◆ **FRAGMENTO SELECCIONADO**:
+ + +

España ha dado paso en esa dirección: la semana pasada se presentaba, en un acto de la Digital Future Society, el borrador de la carta de derechos digitales, un esfuerzo colectivo que, impulsado desde la Secretaría de Estado de Digitalización e Inteligencia Artificial, reúne una serie de principios para poner a las personas en el centro del proceso de digitalización: el derecho a la intimidad, la protección de datos, la seguridad digital o la herencia digital, pero también el derecho a la igualdad de acceso o a la protección de la infancia, la neutralidad de la red, etc. Todo un ejercicio de análisis que lleva a buscar un modelo de digitalización en la que las personas sean los protagonistas, y no los proveedores de materia prima.

La mera declaración de los derechos no será suficiente, sin duda, pero supone un paso muy importante en la buena dirección. Los riesgos de una digitalización descontrolada o poco respetuosa con los derechos civiles, políticos o sociales pueden traernos no pocos problemas y aprovechar el potencial transformador de la tecnología sólo será en beneficio de las mayorías si lo hacemos desde una perspectiva comprometida con paliar sus efectos negativos y favorecer el potencial de productividad y prosperidad para todos y todas.

+ + +

◆ **DATOS DE ORIGEN**:
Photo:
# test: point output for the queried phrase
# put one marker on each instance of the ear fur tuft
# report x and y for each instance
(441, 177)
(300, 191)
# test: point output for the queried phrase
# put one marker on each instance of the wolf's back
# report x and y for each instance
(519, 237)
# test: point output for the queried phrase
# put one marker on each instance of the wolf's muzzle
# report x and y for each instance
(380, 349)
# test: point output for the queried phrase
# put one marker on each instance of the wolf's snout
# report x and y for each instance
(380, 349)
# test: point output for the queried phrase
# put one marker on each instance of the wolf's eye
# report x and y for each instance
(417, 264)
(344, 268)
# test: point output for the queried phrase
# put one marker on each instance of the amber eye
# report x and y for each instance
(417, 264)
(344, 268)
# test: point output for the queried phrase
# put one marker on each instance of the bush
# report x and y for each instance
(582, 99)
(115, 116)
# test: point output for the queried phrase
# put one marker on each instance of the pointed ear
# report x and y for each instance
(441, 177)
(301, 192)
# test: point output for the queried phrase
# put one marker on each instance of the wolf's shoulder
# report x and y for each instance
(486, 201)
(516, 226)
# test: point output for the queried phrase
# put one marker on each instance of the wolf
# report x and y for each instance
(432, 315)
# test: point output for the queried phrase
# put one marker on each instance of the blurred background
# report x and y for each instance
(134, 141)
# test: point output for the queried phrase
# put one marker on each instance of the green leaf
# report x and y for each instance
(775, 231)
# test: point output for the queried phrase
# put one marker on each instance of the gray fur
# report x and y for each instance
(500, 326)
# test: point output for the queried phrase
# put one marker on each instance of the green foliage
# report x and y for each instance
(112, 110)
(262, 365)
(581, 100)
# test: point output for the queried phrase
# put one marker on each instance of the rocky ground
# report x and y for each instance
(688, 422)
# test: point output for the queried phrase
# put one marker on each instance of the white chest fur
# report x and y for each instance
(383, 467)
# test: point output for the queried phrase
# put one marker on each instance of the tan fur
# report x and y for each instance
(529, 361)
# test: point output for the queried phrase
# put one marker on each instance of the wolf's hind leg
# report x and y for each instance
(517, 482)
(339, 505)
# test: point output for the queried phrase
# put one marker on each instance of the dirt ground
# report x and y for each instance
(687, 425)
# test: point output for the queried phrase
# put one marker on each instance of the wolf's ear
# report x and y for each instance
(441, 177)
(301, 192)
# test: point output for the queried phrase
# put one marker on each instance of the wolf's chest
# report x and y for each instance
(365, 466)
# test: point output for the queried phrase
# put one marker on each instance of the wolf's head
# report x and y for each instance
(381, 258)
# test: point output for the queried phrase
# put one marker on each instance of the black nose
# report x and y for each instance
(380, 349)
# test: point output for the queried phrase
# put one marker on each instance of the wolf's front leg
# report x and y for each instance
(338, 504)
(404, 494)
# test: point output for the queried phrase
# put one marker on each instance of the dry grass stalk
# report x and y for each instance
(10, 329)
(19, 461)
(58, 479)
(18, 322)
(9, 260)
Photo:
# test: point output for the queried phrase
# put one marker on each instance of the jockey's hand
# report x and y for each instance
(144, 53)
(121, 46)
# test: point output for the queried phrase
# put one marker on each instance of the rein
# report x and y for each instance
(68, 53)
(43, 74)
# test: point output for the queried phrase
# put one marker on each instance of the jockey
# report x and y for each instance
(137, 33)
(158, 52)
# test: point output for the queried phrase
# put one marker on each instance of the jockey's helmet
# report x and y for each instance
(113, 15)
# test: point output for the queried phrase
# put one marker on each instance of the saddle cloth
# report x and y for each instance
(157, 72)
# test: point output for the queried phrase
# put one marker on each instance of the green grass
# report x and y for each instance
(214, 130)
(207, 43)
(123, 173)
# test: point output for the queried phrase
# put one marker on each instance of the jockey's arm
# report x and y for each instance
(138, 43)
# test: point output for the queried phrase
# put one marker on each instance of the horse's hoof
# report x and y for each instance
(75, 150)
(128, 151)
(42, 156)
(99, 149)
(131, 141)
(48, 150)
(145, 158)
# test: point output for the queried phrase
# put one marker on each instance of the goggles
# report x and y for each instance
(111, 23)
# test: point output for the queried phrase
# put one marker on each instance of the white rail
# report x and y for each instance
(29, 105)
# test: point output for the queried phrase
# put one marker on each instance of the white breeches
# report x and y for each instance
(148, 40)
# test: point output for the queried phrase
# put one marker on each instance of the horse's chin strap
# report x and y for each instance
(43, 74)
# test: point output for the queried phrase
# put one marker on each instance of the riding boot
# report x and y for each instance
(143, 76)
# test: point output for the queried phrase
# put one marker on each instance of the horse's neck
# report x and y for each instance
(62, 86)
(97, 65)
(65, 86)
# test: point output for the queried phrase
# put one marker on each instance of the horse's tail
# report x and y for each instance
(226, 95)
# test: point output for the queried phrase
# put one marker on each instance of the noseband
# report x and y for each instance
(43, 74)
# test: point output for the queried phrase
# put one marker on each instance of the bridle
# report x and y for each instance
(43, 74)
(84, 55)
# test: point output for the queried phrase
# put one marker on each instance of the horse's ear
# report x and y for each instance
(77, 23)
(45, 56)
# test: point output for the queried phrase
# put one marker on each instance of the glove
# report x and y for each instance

+ + +

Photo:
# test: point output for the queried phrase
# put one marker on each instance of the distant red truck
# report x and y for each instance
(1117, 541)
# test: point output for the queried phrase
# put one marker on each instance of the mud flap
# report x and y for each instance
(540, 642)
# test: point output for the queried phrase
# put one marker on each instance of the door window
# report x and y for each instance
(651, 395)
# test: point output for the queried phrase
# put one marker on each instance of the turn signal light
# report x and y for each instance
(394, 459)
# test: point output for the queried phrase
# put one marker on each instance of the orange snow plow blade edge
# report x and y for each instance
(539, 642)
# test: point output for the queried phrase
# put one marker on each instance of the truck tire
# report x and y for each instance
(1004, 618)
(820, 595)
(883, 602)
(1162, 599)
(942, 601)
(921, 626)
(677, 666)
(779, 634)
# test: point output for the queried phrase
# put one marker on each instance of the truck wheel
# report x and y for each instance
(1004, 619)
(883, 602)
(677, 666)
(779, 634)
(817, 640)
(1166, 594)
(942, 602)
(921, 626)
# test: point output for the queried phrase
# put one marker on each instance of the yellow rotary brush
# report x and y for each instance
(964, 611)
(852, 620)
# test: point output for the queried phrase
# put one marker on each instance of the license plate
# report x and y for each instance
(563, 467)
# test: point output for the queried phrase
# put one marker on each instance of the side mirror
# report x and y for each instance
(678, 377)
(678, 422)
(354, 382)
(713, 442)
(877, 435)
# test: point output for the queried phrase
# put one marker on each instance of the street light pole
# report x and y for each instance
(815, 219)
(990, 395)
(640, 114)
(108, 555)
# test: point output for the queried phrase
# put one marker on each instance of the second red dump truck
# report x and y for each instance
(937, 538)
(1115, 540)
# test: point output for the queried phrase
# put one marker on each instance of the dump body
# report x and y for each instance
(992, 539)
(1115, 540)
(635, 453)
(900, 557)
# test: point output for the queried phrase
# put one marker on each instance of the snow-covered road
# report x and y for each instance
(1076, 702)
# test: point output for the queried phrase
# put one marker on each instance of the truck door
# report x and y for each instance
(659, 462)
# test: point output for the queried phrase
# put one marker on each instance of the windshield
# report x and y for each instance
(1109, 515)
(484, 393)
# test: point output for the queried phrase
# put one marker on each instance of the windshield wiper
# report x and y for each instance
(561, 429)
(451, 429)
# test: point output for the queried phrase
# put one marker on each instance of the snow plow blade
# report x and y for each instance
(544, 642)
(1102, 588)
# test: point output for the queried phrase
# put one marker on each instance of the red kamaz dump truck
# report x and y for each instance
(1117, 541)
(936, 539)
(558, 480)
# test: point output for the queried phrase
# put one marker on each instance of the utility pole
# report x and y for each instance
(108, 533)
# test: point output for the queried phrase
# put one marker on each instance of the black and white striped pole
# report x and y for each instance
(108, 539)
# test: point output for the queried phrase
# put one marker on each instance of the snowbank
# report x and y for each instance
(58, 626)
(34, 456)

+ + +

◆ **QUÉ SE PIDE**: Según el fragmento seleccionado, ¿desde qué organismo se impulsó el borrador de la carta de derechos digitales? El material no tiene relación con el fragmento seleccionado.

◆ **RESULTADO DEL EJERCICIO**: Desde la Secretaría de Estado de Digitalización e Inteligencia Artificial.